→ Written request:
Set down all of the data that follows word for word, without the images.

Raw records
— Start —

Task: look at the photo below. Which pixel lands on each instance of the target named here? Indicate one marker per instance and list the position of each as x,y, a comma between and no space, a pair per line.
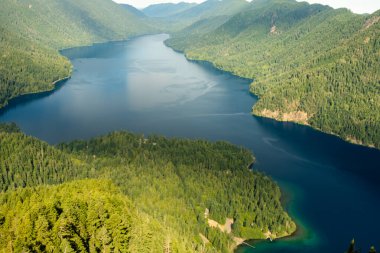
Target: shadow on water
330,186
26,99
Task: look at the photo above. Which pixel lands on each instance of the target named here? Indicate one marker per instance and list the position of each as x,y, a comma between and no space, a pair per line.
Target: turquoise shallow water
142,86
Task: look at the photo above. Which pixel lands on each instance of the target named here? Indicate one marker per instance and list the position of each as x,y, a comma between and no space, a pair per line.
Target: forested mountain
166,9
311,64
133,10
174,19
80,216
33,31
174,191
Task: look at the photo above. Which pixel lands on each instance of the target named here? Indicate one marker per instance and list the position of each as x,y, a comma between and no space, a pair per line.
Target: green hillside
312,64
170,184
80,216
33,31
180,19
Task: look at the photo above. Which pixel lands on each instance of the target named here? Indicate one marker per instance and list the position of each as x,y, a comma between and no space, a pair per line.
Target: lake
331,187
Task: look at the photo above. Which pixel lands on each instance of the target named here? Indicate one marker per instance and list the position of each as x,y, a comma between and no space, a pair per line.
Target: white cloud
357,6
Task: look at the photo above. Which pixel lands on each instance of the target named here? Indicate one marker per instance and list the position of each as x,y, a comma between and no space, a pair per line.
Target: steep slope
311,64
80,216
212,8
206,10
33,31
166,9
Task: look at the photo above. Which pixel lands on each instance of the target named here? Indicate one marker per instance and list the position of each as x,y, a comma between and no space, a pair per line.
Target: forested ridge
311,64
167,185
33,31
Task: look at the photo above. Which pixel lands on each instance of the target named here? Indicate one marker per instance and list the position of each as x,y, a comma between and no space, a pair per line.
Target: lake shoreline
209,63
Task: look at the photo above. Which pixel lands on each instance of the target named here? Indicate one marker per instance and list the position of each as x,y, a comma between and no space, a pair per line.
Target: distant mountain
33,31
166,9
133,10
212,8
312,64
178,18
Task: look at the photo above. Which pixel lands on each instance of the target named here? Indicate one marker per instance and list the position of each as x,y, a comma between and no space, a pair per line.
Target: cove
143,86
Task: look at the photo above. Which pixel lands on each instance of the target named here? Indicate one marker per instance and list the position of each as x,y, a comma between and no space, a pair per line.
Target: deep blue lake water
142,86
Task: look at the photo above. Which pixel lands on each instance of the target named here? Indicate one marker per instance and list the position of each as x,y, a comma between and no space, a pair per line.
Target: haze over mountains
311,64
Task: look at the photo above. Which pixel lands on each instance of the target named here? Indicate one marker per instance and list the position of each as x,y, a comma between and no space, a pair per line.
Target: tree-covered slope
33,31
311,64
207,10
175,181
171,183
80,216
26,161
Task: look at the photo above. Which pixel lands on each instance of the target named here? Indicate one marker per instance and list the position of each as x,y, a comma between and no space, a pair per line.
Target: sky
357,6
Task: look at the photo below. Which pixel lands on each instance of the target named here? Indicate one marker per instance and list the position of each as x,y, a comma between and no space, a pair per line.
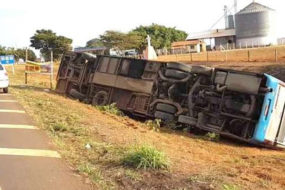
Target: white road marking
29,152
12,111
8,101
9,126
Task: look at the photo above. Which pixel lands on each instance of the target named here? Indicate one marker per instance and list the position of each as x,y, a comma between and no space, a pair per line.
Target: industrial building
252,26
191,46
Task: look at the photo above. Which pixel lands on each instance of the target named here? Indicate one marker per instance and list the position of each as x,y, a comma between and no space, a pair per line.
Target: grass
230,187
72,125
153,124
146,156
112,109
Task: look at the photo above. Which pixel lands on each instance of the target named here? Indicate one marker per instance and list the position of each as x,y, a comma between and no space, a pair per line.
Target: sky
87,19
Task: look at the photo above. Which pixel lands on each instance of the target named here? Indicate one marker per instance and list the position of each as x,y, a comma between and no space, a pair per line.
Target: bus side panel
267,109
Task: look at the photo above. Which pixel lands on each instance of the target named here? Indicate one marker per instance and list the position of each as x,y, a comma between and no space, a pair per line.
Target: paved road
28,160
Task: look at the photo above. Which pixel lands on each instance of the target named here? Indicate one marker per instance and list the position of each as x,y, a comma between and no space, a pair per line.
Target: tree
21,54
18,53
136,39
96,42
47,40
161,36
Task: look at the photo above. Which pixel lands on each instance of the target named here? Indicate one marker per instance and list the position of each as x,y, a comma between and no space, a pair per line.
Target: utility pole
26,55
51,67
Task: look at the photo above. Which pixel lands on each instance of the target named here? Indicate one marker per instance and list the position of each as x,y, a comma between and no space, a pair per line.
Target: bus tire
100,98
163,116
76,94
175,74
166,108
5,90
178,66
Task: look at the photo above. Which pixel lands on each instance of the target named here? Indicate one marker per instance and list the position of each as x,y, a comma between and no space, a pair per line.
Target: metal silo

— End —

→ Output of the task:
Task: look at the photo below. Which pixel lands on each instance of the target named here? Indicate one marker per instance and list the position of each as x,y, a comma between and no space, a pair per line.
Target: shadow on water
330,186
26,99
Task: look at the photo above. Which pixel lands on each instance of the target named here? Indicate one marker per instance and list the position of each as x,y, a comma between and no space, a pair per line.
Target: turquoise shallow water
142,86
Task: look at the photo above. Which pixel lands on each instance of the target named here? Indicate one marker per instance and list the position of each as x,y, a comma between and no space, a pair per line.
Target: forested mountain
166,9
311,64
133,10
174,19
80,216
33,31
174,191
Task: look at the photo above. Which pixel lands on each instance of the target named here? Indicate one marker per instance and list the position of each as x,y, a comma between and no space, a pair per line.
Target: green hillside
312,64
170,184
80,216
33,31
180,19
Task: look at the photo above. Which pixel lands on each instance of the target named here? Indicate one marker per instance and list the position of each as x,y, a comma between and no space, a pair per line.
Target: lake
331,187
Task: look at the photo above. Which pixel lands on each instance of the target named here? Indicate one marker per instance and list the position of each as x,y, a comma between and no space, a pair per line.
Target: white cloud
357,6
Task: look at the photo above. Which pixel lands on each instance of the target named here? Indicate one marker per instance and list the position of each as x,y, a comma between and no space, a pair per line.
Target: steep slope
311,64
80,216
212,8
206,10
33,31
166,9
Task: look at the photo above. Which pixel lands on each instance of the target named here? Indicate one marker per instance and list the position of each as x,y, a comma between and no space, a pair per line.
Target: forested ridge
311,64
167,185
33,31
Task: look at the photo above. Which pixel lands on each instance of the target named here? Indicate one marker per instance and list the position of each as x,y, a comma between and no space, a pair per line.
Target: lake shoreline
209,63
Task: look at the photo above. Which pixel lands on each instance of the target named here? Indicate one marker per instance and list the position of each as x,y, a comma between and no space, a pair per line.
Target: distant mountain
33,31
166,9
133,10
212,8
312,64
178,18
Task: look at the photo above. Which pixel lands on each instance of the target named here? Indicate one marker per instance and list the position of each as x,y, a comma between and no space, a pair per line.
Target: cove
143,86
Task: look at the photo above. Which pixel lands on each instance of the target named here? Indicate one marker per instance and list the position of each as x,y, a comma between and no space, a pair per line.
Target: deep blue lake water
142,86
Task: look at the photo above. Which pixel lands on each instance of the target named here? Indicate one marker per instance and list the position of each as x,y, a comma between and no space, a pair per line.
Target: haze over mountains
311,64
Task: look at the photo above. Which pixel lands on each instance of the target named here? Indicate one marker per instance and list the position of each as x,y, a comma between and no space, a pair per line.
Target: tree-covered slope
33,31
311,64
207,10
175,181
171,183
80,216
26,161
Task: look at the photo above. Which pixel lands on each instance of the target named here? Indicate one marker per instance and list the position of each as x,y, a comma between and no space, a pair per line.
Target: sky
357,6
Task: look at the photo below. Which pixel lands on each instance of the target named here? Indicate one marker per instance and list the position of each as x,y, a comma between and no space, a pair per line.
Target: white road marking
29,152
12,111
8,101
9,126
Task: look at the photo above. Which pixel lands on each instance of the target named here? Indicate one marker per instance and list the position of each as x,y, a comma between and no space, a pair per line.
Target: industrial building
252,26
191,46
Task: look at the photo above. Which pixel lands on each instance of the target named here? Indicate one marker per instance and list the position of each as x,y, a comma between and no space, a pair per line.
Target: grass
230,187
72,125
153,124
146,156
112,109
Task: look at the photo above. Which pixel lands on each instance of the target named here? Indicate one marker per instance and list the position of each as x,y, a comma between and no space, a pair per line.
Target: sky
87,19
Task: look at the photo above. Which pixel lands on each instance of the target named here? Indicate one marker per instance and list the position of each as x,y, a comma between and no space, a pair per line.
Target: bus side panel
267,109
Task: look at the photo above. Which pixel lands on each instance of the target named here? Indicate one marker per instance and list the position of each as x,y, a comma between and no space, a pair per line.
Target: paved road
28,160
Task: look at the photo above. Which pixel lands on each instance of the target named here? Indicate one marker per instance and list the position of each as x,y, a comma between and no space, a pair per line.
Target: tree
21,54
18,53
136,39
96,42
47,40
161,36
Task: look at the photo above. Which pixel lands on each instance of the target named here? Indicate one marker per instance and list the position of each as x,y, a comma between and no space, a pair per line.
Target: utility pole
26,55
51,67
Task: look at the photo above. Which pixel lands on each instance of the target named here? Indicate one marker per instance and list the position of each as x,y, a comma between and no space, a pair per line.
Target: bus tire
100,98
163,116
76,94
175,74
166,108
5,90
178,66
Task: look at the photo above. Which pixel lands on each instance of the target named here? Indicate one marker per instance and list the position of each as x,y, a comma between and no space, a pair per line.
Target: metal silo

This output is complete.